*** DATA EXTRACT
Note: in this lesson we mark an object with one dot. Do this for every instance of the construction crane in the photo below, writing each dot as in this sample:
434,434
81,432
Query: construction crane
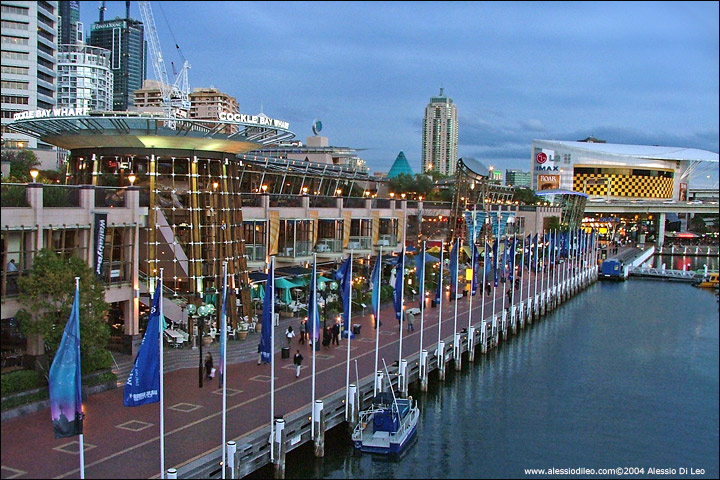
175,96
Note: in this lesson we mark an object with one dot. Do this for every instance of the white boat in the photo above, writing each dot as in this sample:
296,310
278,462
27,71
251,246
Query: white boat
387,426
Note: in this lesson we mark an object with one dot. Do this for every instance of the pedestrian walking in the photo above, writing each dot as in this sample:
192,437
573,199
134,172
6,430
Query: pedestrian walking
327,337
297,360
209,368
303,331
336,333
289,334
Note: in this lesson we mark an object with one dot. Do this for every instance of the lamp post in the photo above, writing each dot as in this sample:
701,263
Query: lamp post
324,292
203,311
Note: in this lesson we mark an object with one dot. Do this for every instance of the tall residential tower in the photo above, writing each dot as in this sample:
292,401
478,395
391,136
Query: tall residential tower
125,38
440,135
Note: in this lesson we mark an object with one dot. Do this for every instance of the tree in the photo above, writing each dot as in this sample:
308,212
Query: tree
47,296
21,162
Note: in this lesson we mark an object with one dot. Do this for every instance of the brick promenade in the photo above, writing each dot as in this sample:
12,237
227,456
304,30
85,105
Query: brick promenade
123,442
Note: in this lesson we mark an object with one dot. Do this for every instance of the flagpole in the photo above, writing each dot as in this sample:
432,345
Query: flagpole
472,277
349,333
81,438
482,290
512,285
378,286
272,359
313,341
422,297
439,289
161,321
521,274
223,374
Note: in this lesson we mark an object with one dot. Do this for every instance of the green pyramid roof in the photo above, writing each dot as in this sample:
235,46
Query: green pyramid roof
400,166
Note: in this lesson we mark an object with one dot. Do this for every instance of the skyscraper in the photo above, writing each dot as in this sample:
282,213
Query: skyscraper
29,47
125,38
440,135
70,28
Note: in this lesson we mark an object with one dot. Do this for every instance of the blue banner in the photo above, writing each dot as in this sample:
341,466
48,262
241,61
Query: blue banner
223,328
495,260
399,282
474,265
143,384
453,268
313,324
267,322
438,288
375,284
343,275
420,273
64,380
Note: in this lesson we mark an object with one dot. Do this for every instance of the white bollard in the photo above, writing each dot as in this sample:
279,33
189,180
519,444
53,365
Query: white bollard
230,456
441,360
457,353
423,371
319,416
402,381
352,406
279,449
471,344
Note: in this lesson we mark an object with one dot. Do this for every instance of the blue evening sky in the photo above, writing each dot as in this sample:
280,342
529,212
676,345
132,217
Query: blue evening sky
637,73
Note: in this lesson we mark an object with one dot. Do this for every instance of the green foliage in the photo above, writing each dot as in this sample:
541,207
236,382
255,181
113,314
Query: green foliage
47,296
14,196
18,381
96,360
525,196
21,162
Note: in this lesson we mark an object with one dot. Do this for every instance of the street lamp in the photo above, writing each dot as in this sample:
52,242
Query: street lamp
324,292
203,311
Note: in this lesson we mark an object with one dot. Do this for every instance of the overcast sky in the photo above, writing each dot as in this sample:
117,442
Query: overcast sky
641,73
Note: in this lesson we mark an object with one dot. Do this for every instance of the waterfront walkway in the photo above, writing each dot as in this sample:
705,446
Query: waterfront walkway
122,442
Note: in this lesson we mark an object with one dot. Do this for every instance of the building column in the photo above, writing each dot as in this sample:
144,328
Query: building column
660,229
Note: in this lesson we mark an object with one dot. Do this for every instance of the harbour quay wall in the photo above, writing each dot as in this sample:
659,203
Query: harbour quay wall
253,450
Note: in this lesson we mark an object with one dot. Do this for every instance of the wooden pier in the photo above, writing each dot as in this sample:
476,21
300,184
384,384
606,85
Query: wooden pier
253,450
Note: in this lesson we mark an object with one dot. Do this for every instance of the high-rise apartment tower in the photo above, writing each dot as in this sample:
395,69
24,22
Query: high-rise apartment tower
29,52
440,135
125,38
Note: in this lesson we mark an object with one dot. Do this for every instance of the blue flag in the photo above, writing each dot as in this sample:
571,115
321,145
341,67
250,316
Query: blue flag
313,325
375,284
399,281
474,265
343,275
438,290
64,380
453,268
223,328
420,273
494,249
266,347
510,245
143,384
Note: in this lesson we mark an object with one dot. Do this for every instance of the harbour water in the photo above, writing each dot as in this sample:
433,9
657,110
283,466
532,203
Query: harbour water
624,375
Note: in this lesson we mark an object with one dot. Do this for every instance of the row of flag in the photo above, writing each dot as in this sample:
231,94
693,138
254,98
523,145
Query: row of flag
144,384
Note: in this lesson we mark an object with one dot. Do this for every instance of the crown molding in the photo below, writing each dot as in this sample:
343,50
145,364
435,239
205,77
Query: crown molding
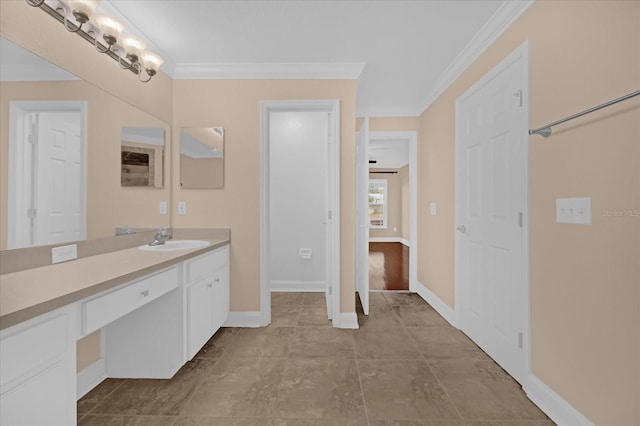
41,72
320,70
502,19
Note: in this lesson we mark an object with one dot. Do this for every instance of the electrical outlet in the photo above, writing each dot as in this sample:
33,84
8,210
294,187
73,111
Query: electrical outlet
182,207
573,210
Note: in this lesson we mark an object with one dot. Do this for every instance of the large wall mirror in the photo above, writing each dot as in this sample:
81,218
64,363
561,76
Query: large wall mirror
202,157
67,187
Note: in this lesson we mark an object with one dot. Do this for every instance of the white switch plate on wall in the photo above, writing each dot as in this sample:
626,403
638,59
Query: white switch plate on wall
182,207
433,208
64,253
573,210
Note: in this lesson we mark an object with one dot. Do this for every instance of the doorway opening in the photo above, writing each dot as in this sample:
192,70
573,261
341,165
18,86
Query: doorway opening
300,202
47,173
386,212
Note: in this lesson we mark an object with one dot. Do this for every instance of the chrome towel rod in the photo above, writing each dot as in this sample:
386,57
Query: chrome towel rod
546,130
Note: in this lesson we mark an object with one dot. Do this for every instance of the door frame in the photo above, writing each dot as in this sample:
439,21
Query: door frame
522,52
332,107
412,138
19,163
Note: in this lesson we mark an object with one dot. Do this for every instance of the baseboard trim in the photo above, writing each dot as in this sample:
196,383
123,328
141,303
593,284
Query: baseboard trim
250,319
299,286
553,405
390,240
347,320
437,304
90,377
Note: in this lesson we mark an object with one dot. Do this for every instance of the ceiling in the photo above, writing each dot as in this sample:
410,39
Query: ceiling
400,52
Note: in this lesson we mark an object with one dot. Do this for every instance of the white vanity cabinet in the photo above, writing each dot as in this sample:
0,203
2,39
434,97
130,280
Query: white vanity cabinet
207,297
38,371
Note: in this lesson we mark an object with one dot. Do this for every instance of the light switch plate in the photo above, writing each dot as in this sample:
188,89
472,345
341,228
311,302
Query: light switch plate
574,210
64,253
433,208
182,207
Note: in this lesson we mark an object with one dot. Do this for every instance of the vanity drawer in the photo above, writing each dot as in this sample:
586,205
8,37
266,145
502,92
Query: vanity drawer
206,264
102,310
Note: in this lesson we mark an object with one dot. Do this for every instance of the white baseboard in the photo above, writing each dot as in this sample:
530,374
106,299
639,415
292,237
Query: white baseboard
251,319
90,377
298,286
347,320
553,405
390,240
437,304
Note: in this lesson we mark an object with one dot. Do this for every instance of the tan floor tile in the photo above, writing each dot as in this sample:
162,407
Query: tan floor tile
286,299
384,343
156,396
268,342
403,390
314,315
321,342
414,316
238,387
442,343
481,390
320,388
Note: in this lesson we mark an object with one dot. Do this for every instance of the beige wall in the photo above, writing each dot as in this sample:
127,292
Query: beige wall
108,204
235,105
585,299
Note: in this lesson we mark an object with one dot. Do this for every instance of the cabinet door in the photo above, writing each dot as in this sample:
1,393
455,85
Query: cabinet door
42,400
200,314
220,298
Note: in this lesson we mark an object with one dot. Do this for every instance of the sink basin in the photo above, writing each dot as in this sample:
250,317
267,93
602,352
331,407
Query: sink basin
177,245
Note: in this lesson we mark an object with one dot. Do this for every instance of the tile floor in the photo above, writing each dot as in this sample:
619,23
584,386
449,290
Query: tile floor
405,366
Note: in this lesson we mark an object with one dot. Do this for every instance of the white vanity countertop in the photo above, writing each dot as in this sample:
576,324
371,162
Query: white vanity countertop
32,292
******
• **ASSIGNED TASK**
Report all lines above with "below".

• **OUTPUT FOR THIS EXERCISE**
Note: in this lesson we mark an object with one dot. Do this for every instance of the construction crane in the photo below, writing each dot as in this sample:
Note: in this lesson we mark an object with one dot. Do this for every instance of the crown molding in the photo below, writing each dot as in this sample:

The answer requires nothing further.